Could you please retype all of the records exactly, skipping any pictures?
»»
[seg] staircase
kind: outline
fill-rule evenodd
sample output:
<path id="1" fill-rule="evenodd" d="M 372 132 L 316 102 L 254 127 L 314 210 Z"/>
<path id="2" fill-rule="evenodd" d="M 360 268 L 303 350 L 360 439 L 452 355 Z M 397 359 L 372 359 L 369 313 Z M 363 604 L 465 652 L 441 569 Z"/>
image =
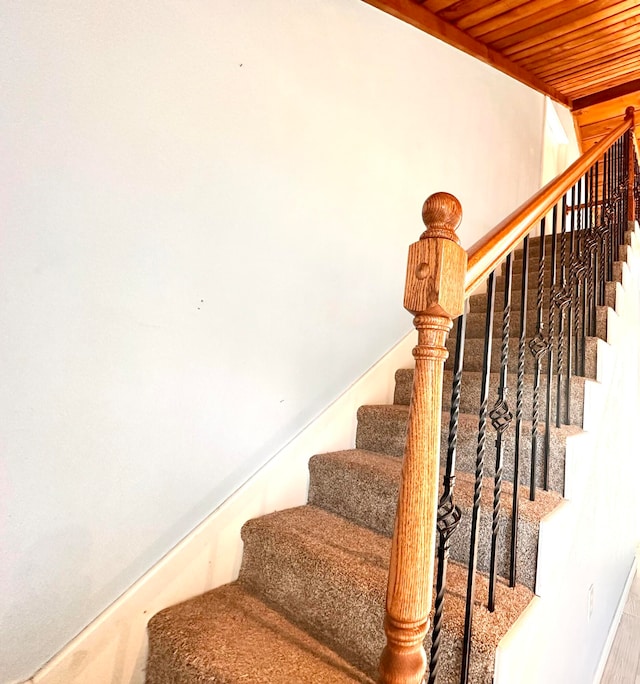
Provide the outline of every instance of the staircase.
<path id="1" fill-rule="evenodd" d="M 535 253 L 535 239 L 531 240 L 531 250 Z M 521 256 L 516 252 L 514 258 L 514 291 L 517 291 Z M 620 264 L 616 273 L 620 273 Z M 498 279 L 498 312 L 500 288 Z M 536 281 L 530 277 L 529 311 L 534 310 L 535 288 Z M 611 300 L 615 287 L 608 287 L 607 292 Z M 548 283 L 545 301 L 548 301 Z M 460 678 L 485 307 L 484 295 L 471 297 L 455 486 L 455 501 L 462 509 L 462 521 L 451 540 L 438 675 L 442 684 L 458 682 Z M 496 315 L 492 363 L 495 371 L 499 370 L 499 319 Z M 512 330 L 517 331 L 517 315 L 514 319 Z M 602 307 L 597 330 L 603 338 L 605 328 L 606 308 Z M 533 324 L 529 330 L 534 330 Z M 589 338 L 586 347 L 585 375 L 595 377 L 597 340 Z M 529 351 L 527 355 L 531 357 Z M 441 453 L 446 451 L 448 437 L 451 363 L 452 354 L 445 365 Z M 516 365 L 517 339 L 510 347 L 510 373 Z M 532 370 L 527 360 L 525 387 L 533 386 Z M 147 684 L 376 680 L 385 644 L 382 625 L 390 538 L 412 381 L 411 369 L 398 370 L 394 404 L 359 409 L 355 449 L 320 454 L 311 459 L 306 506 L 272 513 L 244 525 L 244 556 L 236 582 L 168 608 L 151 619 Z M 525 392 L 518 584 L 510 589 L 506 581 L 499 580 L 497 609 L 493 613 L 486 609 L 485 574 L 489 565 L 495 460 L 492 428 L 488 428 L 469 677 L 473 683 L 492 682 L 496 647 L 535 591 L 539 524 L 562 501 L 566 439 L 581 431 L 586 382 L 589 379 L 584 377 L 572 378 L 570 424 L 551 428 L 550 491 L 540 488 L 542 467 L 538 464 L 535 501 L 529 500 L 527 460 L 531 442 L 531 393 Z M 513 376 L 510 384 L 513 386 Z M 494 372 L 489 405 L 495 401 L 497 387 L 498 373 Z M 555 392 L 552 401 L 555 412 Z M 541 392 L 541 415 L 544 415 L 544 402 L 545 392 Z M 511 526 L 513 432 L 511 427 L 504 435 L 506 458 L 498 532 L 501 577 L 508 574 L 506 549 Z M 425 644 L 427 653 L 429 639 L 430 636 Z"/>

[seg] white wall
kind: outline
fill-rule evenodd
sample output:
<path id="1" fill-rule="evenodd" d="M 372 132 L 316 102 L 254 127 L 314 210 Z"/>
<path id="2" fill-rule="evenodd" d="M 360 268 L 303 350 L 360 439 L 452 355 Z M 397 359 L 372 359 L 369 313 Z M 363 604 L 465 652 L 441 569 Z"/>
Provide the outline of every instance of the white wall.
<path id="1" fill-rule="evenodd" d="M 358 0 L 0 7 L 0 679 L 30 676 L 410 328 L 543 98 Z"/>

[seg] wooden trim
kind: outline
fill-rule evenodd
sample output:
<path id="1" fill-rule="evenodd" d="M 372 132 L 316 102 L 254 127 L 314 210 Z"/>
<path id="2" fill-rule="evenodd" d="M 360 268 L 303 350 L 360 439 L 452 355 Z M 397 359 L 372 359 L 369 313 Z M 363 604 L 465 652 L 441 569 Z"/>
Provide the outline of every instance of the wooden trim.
««
SOLUTION FOR THIS TASK —
[seg] staircase
kind: outline
fill-rule evenodd
sample output:
<path id="1" fill-rule="evenodd" d="M 372 132 L 316 102 L 254 127 L 314 210 Z"/>
<path id="2" fill-rule="evenodd" d="M 360 268 L 303 350 L 360 439 L 452 355 Z M 397 359 L 372 359 L 369 313 Z M 363 604 L 465 652 L 441 569 Z"/>
image =
Provide the outline of every instance of the staircase.
<path id="1" fill-rule="evenodd" d="M 535 253 L 535 239 L 531 240 L 531 250 Z M 521 256 L 516 252 L 514 258 L 514 291 L 517 291 Z M 620 264 L 616 273 L 620 273 Z M 498 279 L 498 312 L 500 288 Z M 536 281 L 530 277 L 529 311 L 534 310 L 535 288 Z M 611 300 L 615 287 L 608 287 L 607 292 Z M 548 283 L 545 301 L 548 301 Z M 460 678 L 485 307 L 484 295 L 471 297 L 455 486 L 455 501 L 462 509 L 462 521 L 451 540 L 438 675 L 442 684 L 458 682 Z M 496 315 L 492 363 L 495 371 L 499 370 L 499 319 Z M 512 330 L 517 331 L 517 315 L 514 319 Z M 602 307 L 597 330 L 603 338 L 605 328 L 606 308 Z M 533 324 L 529 330 L 534 330 Z M 589 338 L 586 347 L 585 375 L 595 377 L 597 340 Z M 529 351 L 527 355 L 531 357 Z M 441 453 L 446 451 L 448 437 L 451 363 L 452 354 L 445 365 Z M 516 365 L 517 339 L 510 347 L 510 373 Z M 532 370 L 527 360 L 525 387 L 533 386 Z M 147 684 L 376 680 L 385 644 L 382 625 L 390 538 L 412 381 L 411 369 L 398 370 L 394 404 L 359 409 L 355 449 L 320 454 L 311 459 L 306 506 L 272 513 L 244 525 L 244 556 L 236 582 L 168 608 L 151 619 Z M 525 392 L 518 584 L 510 589 L 506 581 L 499 580 L 497 609 L 493 613 L 486 609 L 485 574 L 489 565 L 495 460 L 492 428 L 488 428 L 469 677 L 473 683 L 492 682 L 496 647 L 535 591 L 539 524 L 562 501 L 566 439 L 581 431 L 586 382 L 589 379 L 584 377 L 572 378 L 570 424 L 551 428 L 550 491 L 540 488 L 542 467 L 538 464 L 535 501 L 529 500 L 527 460 L 531 442 L 531 393 Z M 513 376 L 510 384 L 513 386 Z M 494 372 L 489 405 L 495 401 L 497 387 L 498 373 Z M 555 392 L 552 401 L 555 412 Z M 541 392 L 541 415 L 544 415 L 544 402 L 545 392 Z M 511 526 L 513 432 L 511 427 L 504 435 L 506 458 L 498 532 L 501 577 L 508 574 L 506 549 Z M 425 644 L 427 653 L 429 639 L 430 636 Z"/>

[seg] white wall
kind: outline
fill-rule evenodd
sample output:
<path id="1" fill-rule="evenodd" d="M 372 132 L 316 102 L 254 127 L 314 210 Z"/>
<path id="2" fill-rule="evenodd" d="M 360 268 L 303 350 L 360 439 L 452 355 Z M 397 359 L 372 359 L 369 313 Z M 363 604 L 465 652 L 441 569 Z"/>
Provide the outline of every instance of the white wall.
<path id="1" fill-rule="evenodd" d="M 358 0 L 0 7 L 0 679 L 30 676 L 410 328 L 543 98 Z"/>

[seg] wooden trim
kind: outline
fill-rule evenodd
sample output:
<path id="1" fill-rule="evenodd" d="M 372 132 L 316 102 L 254 127 L 314 210 Z"/>
<path id="2" fill-rule="evenodd" d="M 360 268 L 303 350 L 360 439 L 452 355 Z M 397 359 L 372 359 L 369 313 Z M 363 604 L 465 652 L 441 569 Z"/>
Provide the outline of every instance of the wooden trim.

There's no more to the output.